* [Exercise] Quote every line of the records below word for word, leaving out the pictures.

::: Record list :::

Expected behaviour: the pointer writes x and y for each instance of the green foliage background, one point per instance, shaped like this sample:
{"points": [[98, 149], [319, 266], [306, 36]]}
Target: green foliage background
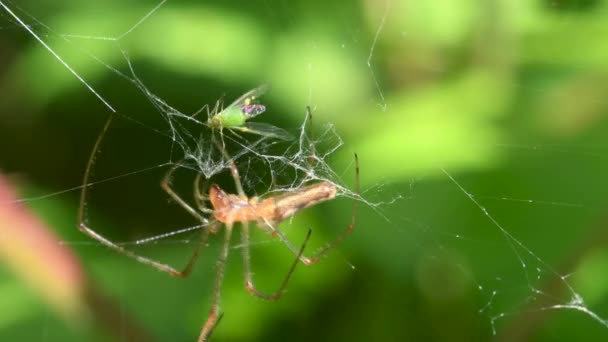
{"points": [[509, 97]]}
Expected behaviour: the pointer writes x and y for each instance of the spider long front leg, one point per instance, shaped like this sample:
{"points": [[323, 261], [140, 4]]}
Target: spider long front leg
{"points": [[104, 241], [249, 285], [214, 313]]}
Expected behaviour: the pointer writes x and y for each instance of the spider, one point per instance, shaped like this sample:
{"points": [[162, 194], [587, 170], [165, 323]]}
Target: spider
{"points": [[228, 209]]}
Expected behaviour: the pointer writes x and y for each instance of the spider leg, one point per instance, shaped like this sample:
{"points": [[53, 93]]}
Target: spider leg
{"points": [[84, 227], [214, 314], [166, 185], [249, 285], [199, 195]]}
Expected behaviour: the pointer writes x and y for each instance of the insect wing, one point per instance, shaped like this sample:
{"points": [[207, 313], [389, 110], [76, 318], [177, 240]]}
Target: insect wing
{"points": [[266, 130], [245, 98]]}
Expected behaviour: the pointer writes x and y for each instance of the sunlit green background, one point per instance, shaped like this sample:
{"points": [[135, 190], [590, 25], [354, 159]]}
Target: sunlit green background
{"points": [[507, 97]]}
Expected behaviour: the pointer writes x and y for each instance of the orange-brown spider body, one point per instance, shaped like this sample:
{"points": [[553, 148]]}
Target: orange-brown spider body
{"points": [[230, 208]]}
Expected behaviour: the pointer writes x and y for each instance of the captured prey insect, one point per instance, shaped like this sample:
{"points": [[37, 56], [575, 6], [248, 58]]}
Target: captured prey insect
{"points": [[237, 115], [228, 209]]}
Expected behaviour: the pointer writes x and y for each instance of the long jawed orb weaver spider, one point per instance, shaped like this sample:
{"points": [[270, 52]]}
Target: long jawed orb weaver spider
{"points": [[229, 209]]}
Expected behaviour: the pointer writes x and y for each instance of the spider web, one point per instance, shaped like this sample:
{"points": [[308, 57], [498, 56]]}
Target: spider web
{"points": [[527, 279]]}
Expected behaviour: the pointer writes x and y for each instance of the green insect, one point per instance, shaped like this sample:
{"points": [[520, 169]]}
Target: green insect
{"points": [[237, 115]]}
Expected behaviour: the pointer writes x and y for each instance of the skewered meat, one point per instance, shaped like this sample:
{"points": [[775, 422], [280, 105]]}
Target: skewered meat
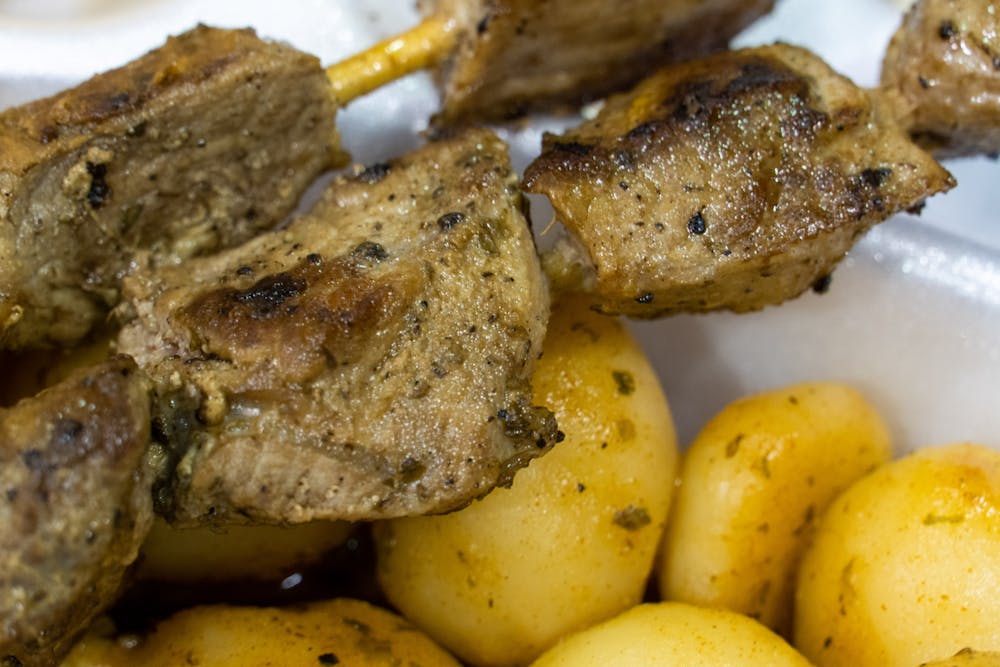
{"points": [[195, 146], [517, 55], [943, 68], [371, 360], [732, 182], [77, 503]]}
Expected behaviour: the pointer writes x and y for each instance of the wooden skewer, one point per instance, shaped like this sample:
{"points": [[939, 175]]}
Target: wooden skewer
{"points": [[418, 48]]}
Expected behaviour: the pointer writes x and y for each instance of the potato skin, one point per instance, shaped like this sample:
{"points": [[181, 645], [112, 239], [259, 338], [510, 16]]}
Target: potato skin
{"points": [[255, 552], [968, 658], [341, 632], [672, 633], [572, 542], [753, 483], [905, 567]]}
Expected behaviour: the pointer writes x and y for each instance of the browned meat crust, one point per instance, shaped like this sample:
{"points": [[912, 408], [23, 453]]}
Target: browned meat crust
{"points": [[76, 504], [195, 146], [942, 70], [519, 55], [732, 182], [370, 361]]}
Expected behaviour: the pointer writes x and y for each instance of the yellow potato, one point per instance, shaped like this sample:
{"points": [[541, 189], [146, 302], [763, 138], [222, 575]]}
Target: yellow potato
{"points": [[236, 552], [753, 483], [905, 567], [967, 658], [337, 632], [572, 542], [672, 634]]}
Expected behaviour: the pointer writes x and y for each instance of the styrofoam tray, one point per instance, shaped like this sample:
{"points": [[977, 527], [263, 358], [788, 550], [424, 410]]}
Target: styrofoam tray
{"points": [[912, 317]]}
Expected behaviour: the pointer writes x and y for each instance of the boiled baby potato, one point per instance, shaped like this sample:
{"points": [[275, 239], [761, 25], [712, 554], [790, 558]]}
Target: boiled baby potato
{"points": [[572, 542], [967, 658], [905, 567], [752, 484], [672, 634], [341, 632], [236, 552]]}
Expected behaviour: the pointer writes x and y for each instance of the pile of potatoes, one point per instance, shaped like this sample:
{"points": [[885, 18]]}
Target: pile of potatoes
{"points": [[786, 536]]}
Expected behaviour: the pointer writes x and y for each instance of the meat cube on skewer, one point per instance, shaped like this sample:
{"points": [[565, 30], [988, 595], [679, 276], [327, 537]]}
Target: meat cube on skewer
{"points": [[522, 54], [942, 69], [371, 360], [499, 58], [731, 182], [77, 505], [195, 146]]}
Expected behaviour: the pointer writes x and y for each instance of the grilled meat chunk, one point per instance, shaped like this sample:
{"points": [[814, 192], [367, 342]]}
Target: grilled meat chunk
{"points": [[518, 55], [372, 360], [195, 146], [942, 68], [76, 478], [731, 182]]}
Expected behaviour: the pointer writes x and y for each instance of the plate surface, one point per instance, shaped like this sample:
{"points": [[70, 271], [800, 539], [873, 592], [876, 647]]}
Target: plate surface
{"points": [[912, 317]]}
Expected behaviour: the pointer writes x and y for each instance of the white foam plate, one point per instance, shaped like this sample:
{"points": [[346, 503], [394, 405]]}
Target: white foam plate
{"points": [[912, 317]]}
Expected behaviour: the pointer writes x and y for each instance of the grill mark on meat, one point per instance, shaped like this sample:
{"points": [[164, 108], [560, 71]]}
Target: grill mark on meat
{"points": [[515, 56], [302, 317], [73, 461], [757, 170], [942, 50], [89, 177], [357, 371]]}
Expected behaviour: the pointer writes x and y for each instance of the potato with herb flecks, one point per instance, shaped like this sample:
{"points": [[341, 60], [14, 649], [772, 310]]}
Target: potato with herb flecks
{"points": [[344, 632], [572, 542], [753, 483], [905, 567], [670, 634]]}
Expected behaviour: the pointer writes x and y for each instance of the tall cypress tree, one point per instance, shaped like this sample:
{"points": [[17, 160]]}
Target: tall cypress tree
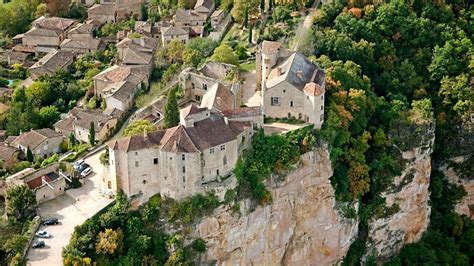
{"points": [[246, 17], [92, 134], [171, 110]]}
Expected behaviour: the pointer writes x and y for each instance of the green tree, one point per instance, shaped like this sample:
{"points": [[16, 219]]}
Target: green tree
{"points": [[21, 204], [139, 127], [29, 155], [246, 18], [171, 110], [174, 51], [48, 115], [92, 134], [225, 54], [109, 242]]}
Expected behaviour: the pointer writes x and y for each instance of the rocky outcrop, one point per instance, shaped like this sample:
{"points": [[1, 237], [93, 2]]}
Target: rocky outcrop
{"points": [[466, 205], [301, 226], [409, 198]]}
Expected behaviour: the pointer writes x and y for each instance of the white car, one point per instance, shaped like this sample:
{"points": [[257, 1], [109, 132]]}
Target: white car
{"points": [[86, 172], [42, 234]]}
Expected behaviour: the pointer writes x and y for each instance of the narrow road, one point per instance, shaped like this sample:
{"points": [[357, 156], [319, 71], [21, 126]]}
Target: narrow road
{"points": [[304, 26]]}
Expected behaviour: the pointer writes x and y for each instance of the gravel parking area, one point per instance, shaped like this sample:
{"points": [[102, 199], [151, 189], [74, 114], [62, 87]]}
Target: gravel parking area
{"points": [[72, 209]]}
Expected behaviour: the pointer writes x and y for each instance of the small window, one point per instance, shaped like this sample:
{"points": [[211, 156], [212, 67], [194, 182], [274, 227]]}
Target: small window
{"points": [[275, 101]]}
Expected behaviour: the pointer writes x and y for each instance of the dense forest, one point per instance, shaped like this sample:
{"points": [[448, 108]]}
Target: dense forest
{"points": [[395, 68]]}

:::

* [Task solution]
Expected behaviour: the pointer writes x and y for each instance of the green foliage background, one point per instance, shaped like this sample:
{"points": [[98, 149], [319, 266], [306, 36]]}
Target: green foliage background
{"points": [[509, 97]]}
Expected behaviour: the pointer writes x and y for each instance of the spider long front leg, one point per instance, shaped like this sample:
{"points": [[323, 261], [140, 4]]}
Target: spider long front leg
{"points": [[104, 241], [249, 285], [214, 313]]}
Expected behaviour: the pointer writes x and y for each instance of the spider, one point per instance, shaped like this sample:
{"points": [[162, 194], [587, 170], [165, 323]]}
Target: spider
{"points": [[228, 209]]}
Expected behaviour: the pointer writes x and y for each instance of the spider leg, one point per instance, shaped like this sample:
{"points": [[53, 93]]}
Target: spider leg
{"points": [[84, 227], [214, 314], [166, 185], [249, 285], [199, 195]]}
Expected behaviour: the pointer writes x and y for each instance of the insect wing, one point per instance, shaped like this sample:
{"points": [[207, 313], [389, 110], [76, 318], [177, 240]]}
Target: insect wing
{"points": [[266, 130], [245, 98]]}
Expected behaviour: the pointer writes x and y for each instance of the sunlit green background, one point per instance, shaped like this sample:
{"points": [[135, 190], [590, 25], [354, 159]]}
Target: sunlit green background
{"points": [[507, 97]]}
Expected behaviour: the pointer writes x and y for each instance of the orange-brown spider body, one point per instance, shaped like this sample:
{"points": [[553, 148]]}
Target: orange-brown spider body
{"points": [[230, 208]]}
Expected behaviour: the pointer writes x and y for each instance of the captured prey insect, one point per instance, shaped like this sample:
{"points": [[37, 56], [575, 6], [248, 58]]}
Target: captured prey insect
{"points": [[237, 115], [228, 209]]}
Expected behaviour: the pointer writes x and y for each instance of the long jawed orb weaver spider, one point per instance, shaped like this sample:
{"points": [[270, 52]]}
Target: long jawed orb weaver spider
{"points": [[229, 209]]}
Expected behaviour: the pointer writes x and y for each instance of the spider web, one point per instance, shaped like this sample:
{"points": [[308, 57], [498, 56]]}
Target: spider web
{"points": [[527, 279]]}
Expected behaviour: the pointer writes x and y for each instance of the green insect, one point per instance, shaped like this sample:
{"points": [[520, 169]]}
Target: green insect
{"points": [[237, 115]]}
Expected behaviour: the pointer writes x and y for each instance of the skewered meat, one point per instance, shaped like this sample:
{"points": [[775, 422], [280, 105]]}
Target: skewered meat
{"points": [[195, 146], [517, 55], [943, 68], [371, 360], [732, 182], [77, 503]]}
Expected behaviour: the pointer writes x and y for each instance of the wooden skewer, one point per instance, shaped like this sample:
{"points": [[939, 175]]}
Target: wooden skewer
{"points": [[418, 48]]}
Expected behaviour: the pointer writes x and y for each instance of the potato skin, one point per instance, shaped like this sample:
{"points": [[181, 645], [112, 239], [259, 338], [510, 16]]}
Target: potato skin
{"points": [[255, 552], [968, 658], [341, 632], [672, 633], [572, 542], [753, 483], [905, 567]]}
Expected behaviour: the pointer writes x and y for each instance of the browned meat crust, one point per instance, shaped like this sample:
{"points": [[912, 408], [23, 453]]}
Target: browned meat crust
{"points": [[76, 504], [195, 146], [942, 70], [519, 55], [732, 182], [370, 361]]}
Expected behaviour: the pointer writes x and y for each instance of the yellow potato, one point per instance, shaped like this sample:
{"points": [[541, 189], [146, 302], [763, 138], [222, 575]]}
Target: yellow potato
{"points": [[236, 552], [753, 483], [905, 567], [967, 658], [337, 632], [572, 542], [672, 634]]}
Expected behaviour: the pointer writes x and y for each instance of the styrofoam tray, one point per instance, shaped like this sample:
{"points": [[977, 527], [263, 358], [788, 550], [424, 410]]}
Target: styrofoam tray
{"points": [[912, 317]]}
Expected behaviour: the pointer writes x and y for each instance of the boiled baby potato, one point per instance, shaped like this sample:
{"points": [[275, 239], [761, 25], [712, 554], [790, 558]]}
Target: boiled baby potato
{"points": [[572, 542], [967, 658], [905, 567], [752, 484], [672, 634], [341, 632], [236, 552]]}
Expected behaviour: the pointer writes x and y for each instance of the pile of potatoes, one point per instance, shaped like this sample:
{"points": [[885, 18]]}
Target: pile of potatoes
{"points": [[786, 536]]}
Expected behaviour: the pointer writes x and y for each instance of the meat cube on skewer, one point per instance, shaped like this sample:
{"points": [[565, 30], [988, 595], [679, 276], [327, 537]]}
Target: meat cube on skewer
{"points": [[522, 54], [942, 69], [371, 360], [499, 58], [731, 182], [77, 505], [195, 146]]}
Expected behaviour: the pointer writes x and y for each instance of the grilled meat chunk, one point per instance, shaped like this sample:
{"points": [[814, 192], [367, 342]]}
Target: grilled meat chunk
{"points": [[518, 55], [372, 360], [195, 146], [942, 68], [76, 478], [731, 182]]}
Expected behaviour: the pointer writes x and y for each instance of the plate surface, one point per instance, shaped like this sample:
{"points": [[70, 271], [800, 539], [873, 592], [876, 647]]}
Target: plate surface
{"points": [[912, 317]]}
Expected behaviour: the pointer writes x and y for each instance of the white foam plate, one point per instance, shaped like this sample:
{"points": [[346, 503], [394, 405]]}
Target: white foam plate
{"points": [[912, 317]]}
Expected behaviour: the pointer writes x and y for each instance of the grill mark on meat, one point per instance, shaped like this sample:
{"points": [[164, 108], [560, 71]]}
Target: grill mark on meat
{"points": [[515, 56], [302, 317], [73, 461], [757, 170], [942, 50], [89, 177], [357, 371]]}
Expected behaviour: the pointer writes x and y for each instance of the potato with herb flecks, one point per instance, shaped like this sample:
{"points": [[341, 60], [14, 649], [772, 310]]}
Target: potato with herb flecks
{"points": [[344, 632], [572, 542], [753, 483], [905, 567], [670, 634]]}
Expected behaviour: the pointer writes x and y for each instance of the tall cypress tree, one point per instance, shaped like this sample:
{"points": [[17, 160]]}
Target: tall cypress tree
{"points": [[246, 17], [92, 134], [171, 110]]}
Expected behaviour: the pointer writes x and y for each instance of the green tree, one point per instance, shaped like this sample:
{"points": [[16, 219]]}
Target: green tree
{"points": [[21, 204], [139, 127], [29, 155], [246, 18], [171, 110], [174, 51], [48, 115], [92, 134], [225, 54], [109, 242]]}
Expected behaviour: the pointer writes x and y for each instance of the rocky outcrop, one point per instance, shaped like this sample:
{"points": [[1, 237], [93, 2]]}
Target: rocky outcrop
{"points": [[466, 205], [301, 226], [409, 198]]}
Expected behaviour: the pointer writes x and y for each instance of the white car, one point per instance, shaped like this sample:
{"points": [[257, 1], [109, 132]]}
Target: white car
{"points": [[86, 172], [42, 234]]}
Expected behaviour: the pointer writes x and y for each instance of the narrow road, one point per instance, shaped like this sample:
{"points": [[357, 156], [319, 71], [21, 126]]}
Target: narrow road
{"points": [[304, 26]]}
Expected behaviour: the pointer writes x and y for each instance of the gravel parking area, one point per instance, shaped like this sample:
{"points": [[102, 199], [151, 189], [74, 114], [62, 87]]}
Target: gravel parking area
{"points": [[72, 209]]}
Expected behaviour: the pointer writes x and y for each instance of the small window, one point per instance, shaped like this sample:
{"points": [[211, 156], [212, 67], [194, 182], [274, 227]]}
Target: small window
{"points": [[275, 101]]}
Expected behaviour: the pointer writes x and y for each instance of the dense forest, one point per instance, shaped like this sample:
{"points": [[448, 108]]}
Target: dense forest
{"points": [[395, 68]]}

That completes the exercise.